(Natural language region descriptions)

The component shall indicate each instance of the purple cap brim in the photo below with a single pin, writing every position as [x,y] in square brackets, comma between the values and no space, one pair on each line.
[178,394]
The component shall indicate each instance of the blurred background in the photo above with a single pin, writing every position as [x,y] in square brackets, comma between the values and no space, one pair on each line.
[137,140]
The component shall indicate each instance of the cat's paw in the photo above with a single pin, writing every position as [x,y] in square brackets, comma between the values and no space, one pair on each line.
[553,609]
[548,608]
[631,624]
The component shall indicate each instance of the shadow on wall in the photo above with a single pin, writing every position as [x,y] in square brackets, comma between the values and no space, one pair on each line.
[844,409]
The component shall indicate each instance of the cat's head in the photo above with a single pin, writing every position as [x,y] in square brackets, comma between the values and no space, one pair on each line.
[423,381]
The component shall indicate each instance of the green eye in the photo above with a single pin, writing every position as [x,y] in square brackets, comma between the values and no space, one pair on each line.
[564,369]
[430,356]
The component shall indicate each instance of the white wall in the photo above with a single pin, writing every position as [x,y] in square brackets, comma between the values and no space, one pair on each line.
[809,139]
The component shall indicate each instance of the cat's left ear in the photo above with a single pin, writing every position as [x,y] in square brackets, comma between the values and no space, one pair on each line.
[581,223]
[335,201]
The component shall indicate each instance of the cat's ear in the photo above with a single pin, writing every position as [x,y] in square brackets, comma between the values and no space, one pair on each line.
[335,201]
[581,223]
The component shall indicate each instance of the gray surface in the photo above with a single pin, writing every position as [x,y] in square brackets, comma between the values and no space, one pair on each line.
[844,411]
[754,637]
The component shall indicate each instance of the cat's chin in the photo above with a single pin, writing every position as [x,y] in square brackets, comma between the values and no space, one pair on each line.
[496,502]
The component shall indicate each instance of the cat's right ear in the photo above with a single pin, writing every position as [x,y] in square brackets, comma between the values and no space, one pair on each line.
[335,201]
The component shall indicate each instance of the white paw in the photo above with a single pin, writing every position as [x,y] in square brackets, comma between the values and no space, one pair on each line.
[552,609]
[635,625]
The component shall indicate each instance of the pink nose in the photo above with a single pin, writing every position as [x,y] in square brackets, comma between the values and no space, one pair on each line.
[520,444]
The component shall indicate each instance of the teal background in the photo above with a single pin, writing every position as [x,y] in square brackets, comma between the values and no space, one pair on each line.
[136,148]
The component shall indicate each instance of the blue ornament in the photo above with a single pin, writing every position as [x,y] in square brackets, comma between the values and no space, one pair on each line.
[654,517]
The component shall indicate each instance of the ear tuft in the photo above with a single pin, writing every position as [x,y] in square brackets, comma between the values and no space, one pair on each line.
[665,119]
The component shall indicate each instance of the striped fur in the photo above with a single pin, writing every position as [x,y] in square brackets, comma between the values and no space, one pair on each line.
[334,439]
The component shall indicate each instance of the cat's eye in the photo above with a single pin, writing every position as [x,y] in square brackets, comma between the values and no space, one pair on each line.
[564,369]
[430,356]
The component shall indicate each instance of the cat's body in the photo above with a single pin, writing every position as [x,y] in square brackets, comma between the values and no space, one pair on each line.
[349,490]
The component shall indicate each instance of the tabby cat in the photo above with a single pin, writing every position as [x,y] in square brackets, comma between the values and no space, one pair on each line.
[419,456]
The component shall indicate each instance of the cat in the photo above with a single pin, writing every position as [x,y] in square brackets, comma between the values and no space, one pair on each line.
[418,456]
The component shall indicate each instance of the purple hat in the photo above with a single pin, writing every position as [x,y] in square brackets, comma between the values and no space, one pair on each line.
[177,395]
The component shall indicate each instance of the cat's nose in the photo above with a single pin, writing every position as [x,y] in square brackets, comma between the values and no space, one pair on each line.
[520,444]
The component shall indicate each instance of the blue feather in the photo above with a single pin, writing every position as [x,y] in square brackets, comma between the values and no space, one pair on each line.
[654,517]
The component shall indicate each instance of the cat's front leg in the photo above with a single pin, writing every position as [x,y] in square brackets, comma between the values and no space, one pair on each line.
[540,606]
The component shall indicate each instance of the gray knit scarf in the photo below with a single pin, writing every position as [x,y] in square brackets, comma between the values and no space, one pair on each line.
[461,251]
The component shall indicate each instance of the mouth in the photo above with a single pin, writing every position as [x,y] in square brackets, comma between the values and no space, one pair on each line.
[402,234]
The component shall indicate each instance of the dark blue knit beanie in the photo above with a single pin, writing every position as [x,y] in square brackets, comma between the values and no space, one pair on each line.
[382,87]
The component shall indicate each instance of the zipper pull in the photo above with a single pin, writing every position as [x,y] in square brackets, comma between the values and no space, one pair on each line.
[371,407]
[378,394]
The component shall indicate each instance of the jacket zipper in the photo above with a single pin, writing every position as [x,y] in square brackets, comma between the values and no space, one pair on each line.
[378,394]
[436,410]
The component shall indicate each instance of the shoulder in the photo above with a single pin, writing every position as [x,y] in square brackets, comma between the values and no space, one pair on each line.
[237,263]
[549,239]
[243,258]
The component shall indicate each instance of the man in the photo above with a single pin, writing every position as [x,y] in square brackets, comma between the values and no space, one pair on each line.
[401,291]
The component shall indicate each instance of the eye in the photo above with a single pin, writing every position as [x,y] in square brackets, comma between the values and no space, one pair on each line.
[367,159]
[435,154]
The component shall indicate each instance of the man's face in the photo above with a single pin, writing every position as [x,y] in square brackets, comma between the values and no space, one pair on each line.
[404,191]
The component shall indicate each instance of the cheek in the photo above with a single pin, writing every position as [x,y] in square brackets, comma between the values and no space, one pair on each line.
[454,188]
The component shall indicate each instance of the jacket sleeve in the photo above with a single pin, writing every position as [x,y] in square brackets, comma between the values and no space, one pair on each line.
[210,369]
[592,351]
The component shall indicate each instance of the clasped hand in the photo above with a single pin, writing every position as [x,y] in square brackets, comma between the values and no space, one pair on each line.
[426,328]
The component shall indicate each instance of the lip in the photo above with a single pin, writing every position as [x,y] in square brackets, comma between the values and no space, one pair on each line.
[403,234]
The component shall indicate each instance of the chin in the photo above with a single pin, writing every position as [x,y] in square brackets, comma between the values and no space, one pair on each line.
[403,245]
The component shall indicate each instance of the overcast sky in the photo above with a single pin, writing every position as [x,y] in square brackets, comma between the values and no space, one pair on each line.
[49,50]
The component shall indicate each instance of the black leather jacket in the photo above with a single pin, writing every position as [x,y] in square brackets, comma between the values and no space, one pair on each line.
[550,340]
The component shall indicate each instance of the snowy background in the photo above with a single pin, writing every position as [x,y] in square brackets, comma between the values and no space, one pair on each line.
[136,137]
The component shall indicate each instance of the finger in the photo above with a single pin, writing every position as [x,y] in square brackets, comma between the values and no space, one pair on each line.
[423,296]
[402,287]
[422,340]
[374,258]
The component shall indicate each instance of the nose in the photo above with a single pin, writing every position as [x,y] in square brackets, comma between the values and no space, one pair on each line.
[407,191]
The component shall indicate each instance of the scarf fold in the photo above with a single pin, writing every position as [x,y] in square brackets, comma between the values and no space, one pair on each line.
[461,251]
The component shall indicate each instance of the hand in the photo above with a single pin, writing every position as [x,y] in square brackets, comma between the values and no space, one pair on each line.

> WORK ORDER
After reading the lines above, reproduce them all exactly.

> TASK RESPONSE
The component shall indicate each instance of the purple cap brim in the photo below with a single pin, writing every position as [x,y] in square brackets, comma between the values and no space, one pair on each line.
[178,394]
The component shall indicate each instance of the blurred background in the photo above with a single pin, writing every position as [x,y] in square brackets, comma between the values and no space, one pair on each line.
[137,140]
The component shall indicate each instance of the cat's paw in the photo above with a single pin, writing every position as [x,y] in square brackets, comma between the values and no space, one pair on each line.
[553,609]
[548,608]
[631,624]
The component shall indicate each instance of the shadow on wall in the photo above with a single pin, writing every position as [x,y] in square brackets, comma between the values and no space, one pair on each line.
[844,409]
The component shall indicate each instance of the cat's head in the photo above with a single pin, writing every position as [x,y] in square brackets, comma between the values and no space, one pair on each line.
[423,381]
The component shall indicate each instance of the green eye in the photo above with a single pin, writing every position as [x,y] in square brackets, comma between the values and no space, one pair on each line.
[564,369]
[430,356]
The component shall indicate each instance of the white wall in the photo above with a single pin, writing every position as [x,y] in square brackets, comma between the values and no space, one pair on each line.
[809,139]
The component shall indicate each instance of the cat's left ear in the photo above with a single pin, writing every position as [x,y] in square brackets, comma between the values and no space, one pair on each line.
[581,223]
[335,201]
The component shall indicate each instance of the cat's ear in the photo above with a single pin, writing every position as [x,y] in square brackets, comma between the values and no space, one pair on each line.
[335,201]
[581,223]
The component shall indicate each instance of the gray surface in the photo above with a single pin, writing every position as [x,y] in square brackets, comma between the values and no space, one pair on each line.
[844,411]
[754,637]
The component shall indicate each instance of the cat's chin in the photo above with a single pin, writing every position as [x,y] in square brackets, comma between the values and no space, one pair on each line.
[496,502]
The component shall indicate each instance of the cat's right ear in the photo above with a single pin, writing every position as [x,y] in square brackets, comma between the values and no space, one pair on each line.
[335,201]
The component shall indicate each instance of the white paw in the photo above with a single pin, writing every position as [x,y] in square brackets, comma between the values and no space, one pair on each line.
[552,609]
[635,625]
The component shall indicate each instance of the pink nose in the photo above with a single pin, writing every position as [x,y] in square brackets, comma between the values and no space, one pair on each line.
[520,444]
The component shall indicate each instance of the teal background in the photo above with a single pin, writing every position as [x,y] in square brackets, comma between the values and no space, one pair on each line.
[136,148]
The component shall indicate each instance of the blue ornament in the photo above with a single pin, writing every position as [x,y] in square brackets, comma between the values and no space, one pair on each line.
[654,517]
The component shall indicate each instance of the ear tuft in the photo above with a single pin, writing every position as [x,y] in square brackets, comma between the values and no space, one pair on each line.
[665,119]
The component shall indicate each instance of the striped fur in the photo above with a single pin, writing every position as [x,y] in square brackets, comma between the values and no space, one pair on each line.
[334,439]
The component shall indicate each instance of the cat's eye in the photo above with a single pin, writing every position as [x,y] in square brackets, comma between the values and no space, one pair on each line.
[564,369]
[430,356]
The component shall indicate each instance of the cat's body in the photo above with a single pin, writing every position as [x,y] in square brackets, comma between the values and no space, one pair on each line.
[349,490]
The component shall indicate each instance of the tabby cat in the photo above with a single pin, writing every position as [x,y] in square brackets, comma between the values and no space, one pair on each line.
[419,456]
The component shall indicate each instance of the cat in the photo above with a single pin, writing every position as [x,y] in square brackets, comma between the values and no space, one pair on each line.
[418,456]
The component shall indicate each instance of the purple hat in the photo above with a single pin, writing every position as [x,y] in square brackets, comma between the values and no space, one pair on each line.
[177,395]
The component shall indicate each instance of the cat's nose in the photo above with a single pin, writing every position as [x,y] in square brackets, comma between the values and no space, one pair on each line.
[520,444]
The component shall indicate each instance of the blue feather in the photo above with a single pin, writing every position as [x,y] in square brackets, comma between the values and no space, one pair on each line.
[654,517]
The component shall indicate each instance of the cat's front leg in the photo above with a single pin, writing every position as [x,y] in square brackets, comma between the values and no space, one pair on each line.
[540,606]
The component shall indicate each instance of the gray knit scarf in the photo below with a single pin, writing every position as [x,y] in square brackets, comma between the values and no space, one pair on each line.
[461,251]
The component shall indicate each instance of the mouth in the photo above with a single pin, writing every position as [x,y] in square brackets, comma between the values and no space, one pair on each line.
[402,234]
The component shall indicate each instance of the dark blue knit beanie in the photo above with a single pin, writing every position as [x,y] in square brackets, comma between the values and no space, one pair on each line.
[382,87]
The component shall indicate each instance of the zipper pull in the photo above with a single pin, writing every position as [x,y] in square brackets, comma between the values and no space, one pair on each line.
[371,407]
[378,394]
The component shall indicate each instance of the jacket zipper in the photo above with a single pin, writing every position as [x,y] in square brackets, comma between the values and no space, one pair on each line.
[378,394]
[436,410]
The component shall indicate each instance of the shoulder in the photo above with a single pin, writing every position as [x,y] in square brackets, comma between the values and no space, one pair on each line.
[237,263]
[549,239]
[243,258]
The component shall indicate each instance of the man in the photo above with a single pin, writing every position as [x,y] in square brackets, comma between the values and no space, one pair on each line.
[401,291]
The component shall indicate each instance of the eye in the photo above with a single pin, writing every position as [x,y] in square brackets, comma between the values and no space, one pair on each line.
[367,159]
[435,154]
The component shall indicate each instance of the man's face in the photo above with a single pin, writing every position as [x,y] in square brackets, comma between the values and no space, one pair on each line.
[404,191]
The component shall indicate each instance of the cheek in the photo above with a single pin, writing every position as [x,y] in square brackets, comma between the values and no space, one pair on each line.
[454,188]
The component shall indicate each instance of the jacket sleeve in the photo above with a single pin, writing every position as [x,y] in square brackets, comma between the values and no space, one pair on each line.
[210,369]
[592,351]
The component shall indicate each instance of the clasped hand in the photo above with a single pin, writing every position as [x,y] in square brackets, comma between the values and no space, one pair on each line.
[426,328]
The component shall indicate each instance of the lip in the photo above with a single pin, writing every position as [x,y] in square brackets, comma between the values and no space, one pair on each line.
[403,234]
The component shall indicate each instance of the chin in the photo above with a single pin, writing every position as [x,y] in square brackets, comma between the values and no space, one pair on each line.
[403,245]
The component shall indicate each instance of the overcast sky in the photo above with a single pin, writing every position as [x,y] in square brackets, comma between the values and no space, one pair on each line.
[49,50]
The component shall indicate each instance of the black leather jacket in the photo above with a single pin, writing every position as [x,y] in square brackets, comma between the values and no space, one pair on each line.
[550,340]
The component shall indicate each instance of the snowy background in the photo above with a single pin, writing every position as [x,y] in square brackets, comma between the values and no space, one pair on each line.
[136,137]
The component shall indicate each instance of the finger in the photo above with a single pin, writing every position as [x,y] in square brackets, comma between the values and no space, one pair on each line.
[423,296]
[402,287]
[422,340]
[374,258]
The component shall indicate each instance of the nose in the photo above with a single pin, writing every position as [x,y] in square brackets, comma between the values and no space, one pair on each line.
[407,191]
The component shall indicate each instance of the scarf fold in the photo above with a single pin, writing every position as [x,y] in square brackets, comma between the values and no space, one pair on each line.
[461,251]
The component shall indicate each instance of the hand in the photo above with a single pin, writing every position as [x,y] in square brackets, comma between the values and no space, one pair on each line.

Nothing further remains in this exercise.